▶ [TASK TO COMPLETE]: Nothing but the lines from the one that contains "sculpture in the photo above." through the end of the listing should appear, set down exactly.

## start RECORDS FOR THIS TASK

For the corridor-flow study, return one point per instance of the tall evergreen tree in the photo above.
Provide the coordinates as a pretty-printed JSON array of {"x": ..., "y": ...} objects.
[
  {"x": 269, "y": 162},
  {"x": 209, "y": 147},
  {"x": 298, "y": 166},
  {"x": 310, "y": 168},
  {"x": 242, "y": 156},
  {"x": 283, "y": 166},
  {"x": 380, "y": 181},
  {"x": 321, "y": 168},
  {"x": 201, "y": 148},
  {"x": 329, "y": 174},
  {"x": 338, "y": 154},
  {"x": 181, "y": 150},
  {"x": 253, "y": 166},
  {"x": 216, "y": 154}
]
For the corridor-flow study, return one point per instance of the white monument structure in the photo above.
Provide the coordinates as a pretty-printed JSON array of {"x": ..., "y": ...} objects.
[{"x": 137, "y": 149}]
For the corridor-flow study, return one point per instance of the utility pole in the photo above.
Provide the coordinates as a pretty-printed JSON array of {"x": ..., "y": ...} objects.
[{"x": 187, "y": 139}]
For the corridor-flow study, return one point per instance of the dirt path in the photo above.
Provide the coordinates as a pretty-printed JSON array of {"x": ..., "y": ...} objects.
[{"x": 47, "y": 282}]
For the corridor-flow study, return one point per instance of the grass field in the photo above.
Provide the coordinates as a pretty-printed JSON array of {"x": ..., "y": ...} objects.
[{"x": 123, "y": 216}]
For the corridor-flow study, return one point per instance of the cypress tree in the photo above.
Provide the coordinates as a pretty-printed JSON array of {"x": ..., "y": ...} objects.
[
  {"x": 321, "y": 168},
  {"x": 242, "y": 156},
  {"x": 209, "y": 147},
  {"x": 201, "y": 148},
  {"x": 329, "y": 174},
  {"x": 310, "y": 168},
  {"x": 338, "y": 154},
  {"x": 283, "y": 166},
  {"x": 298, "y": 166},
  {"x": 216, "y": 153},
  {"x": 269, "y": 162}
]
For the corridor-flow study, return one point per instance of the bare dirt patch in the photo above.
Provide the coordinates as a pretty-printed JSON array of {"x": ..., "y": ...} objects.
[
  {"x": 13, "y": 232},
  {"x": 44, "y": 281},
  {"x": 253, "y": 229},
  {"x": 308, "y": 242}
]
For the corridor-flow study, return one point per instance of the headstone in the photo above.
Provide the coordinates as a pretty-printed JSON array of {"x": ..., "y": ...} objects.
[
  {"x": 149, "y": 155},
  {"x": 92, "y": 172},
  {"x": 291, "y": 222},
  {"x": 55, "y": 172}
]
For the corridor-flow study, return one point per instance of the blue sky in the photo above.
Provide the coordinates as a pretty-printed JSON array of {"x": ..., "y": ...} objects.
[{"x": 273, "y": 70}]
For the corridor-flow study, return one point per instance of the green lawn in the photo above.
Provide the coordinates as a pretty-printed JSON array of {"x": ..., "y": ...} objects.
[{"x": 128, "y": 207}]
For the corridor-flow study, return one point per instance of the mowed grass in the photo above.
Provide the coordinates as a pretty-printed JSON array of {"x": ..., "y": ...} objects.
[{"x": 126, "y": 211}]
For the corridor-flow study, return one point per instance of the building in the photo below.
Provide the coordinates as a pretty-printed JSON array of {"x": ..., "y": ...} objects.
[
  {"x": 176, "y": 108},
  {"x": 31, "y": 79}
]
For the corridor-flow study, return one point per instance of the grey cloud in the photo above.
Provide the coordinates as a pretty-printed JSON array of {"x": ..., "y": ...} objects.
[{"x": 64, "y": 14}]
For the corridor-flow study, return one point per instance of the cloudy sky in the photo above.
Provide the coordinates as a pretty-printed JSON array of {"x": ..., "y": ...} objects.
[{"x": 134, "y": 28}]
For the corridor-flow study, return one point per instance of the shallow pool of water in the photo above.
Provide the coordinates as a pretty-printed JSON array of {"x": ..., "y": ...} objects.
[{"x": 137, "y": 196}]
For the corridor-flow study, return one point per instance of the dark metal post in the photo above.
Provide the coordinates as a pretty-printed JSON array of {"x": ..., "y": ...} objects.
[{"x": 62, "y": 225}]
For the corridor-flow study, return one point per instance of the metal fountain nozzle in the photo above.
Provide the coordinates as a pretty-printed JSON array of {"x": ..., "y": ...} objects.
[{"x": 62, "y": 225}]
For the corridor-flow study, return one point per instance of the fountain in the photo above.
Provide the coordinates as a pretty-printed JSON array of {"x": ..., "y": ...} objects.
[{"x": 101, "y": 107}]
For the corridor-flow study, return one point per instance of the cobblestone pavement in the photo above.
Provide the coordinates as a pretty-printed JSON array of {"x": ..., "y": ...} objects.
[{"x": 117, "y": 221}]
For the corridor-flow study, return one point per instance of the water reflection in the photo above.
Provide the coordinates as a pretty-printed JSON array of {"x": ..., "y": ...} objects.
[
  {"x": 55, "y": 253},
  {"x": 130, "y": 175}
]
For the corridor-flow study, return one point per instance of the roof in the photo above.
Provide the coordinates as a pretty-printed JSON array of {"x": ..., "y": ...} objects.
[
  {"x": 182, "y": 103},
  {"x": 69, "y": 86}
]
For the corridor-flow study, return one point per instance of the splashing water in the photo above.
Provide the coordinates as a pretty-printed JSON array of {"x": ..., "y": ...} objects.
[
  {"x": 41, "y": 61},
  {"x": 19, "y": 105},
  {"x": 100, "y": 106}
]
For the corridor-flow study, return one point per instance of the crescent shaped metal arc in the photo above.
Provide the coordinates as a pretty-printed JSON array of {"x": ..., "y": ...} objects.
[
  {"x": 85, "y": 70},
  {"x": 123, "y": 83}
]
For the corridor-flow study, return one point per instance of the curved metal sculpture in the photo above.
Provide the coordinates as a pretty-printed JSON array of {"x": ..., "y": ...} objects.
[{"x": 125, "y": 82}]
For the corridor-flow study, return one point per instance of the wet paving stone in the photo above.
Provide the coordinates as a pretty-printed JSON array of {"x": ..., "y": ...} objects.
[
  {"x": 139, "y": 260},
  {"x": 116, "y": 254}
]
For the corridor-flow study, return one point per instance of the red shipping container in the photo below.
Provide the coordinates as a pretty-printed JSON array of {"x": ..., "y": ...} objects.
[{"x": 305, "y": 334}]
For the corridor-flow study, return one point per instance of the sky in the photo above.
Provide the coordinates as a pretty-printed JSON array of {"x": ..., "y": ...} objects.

## end RECORDS FOR THIS TASK

▶ [SOLUTION TO THIS PROBLEM]:
For the corridor-flow study, return one point per instance of the curved metal sculpture in the photo above.
Provide the coordinates as a pretty-printed JSON array of {"x": ..., "y": ...} objects.
[{"x": 125, "y": 82}]
For the corridor-flow study, return one point per instance of the wet paving stone in the photo above.
Provide the coordinates as a pretty-printed JSON array of {"x": ..., "y": ...} objects.
[
  {"x": 139, "y": 260},
  {"x": 116, "y": 254}
]
For the corridor-flow study, return one point per instance of the red shipping container in the photo below.
Provide the coordinates as a pretty-printed JSON array of {"x": ..., "y": ...} objects.
[{"x": 305, "y": 334}]
For the corridor-flow study, return one point per instance of the sky in the photo above.
Provide the coordinates as a pretty-printed JSON array of {"x": ..., "y": ...} objects.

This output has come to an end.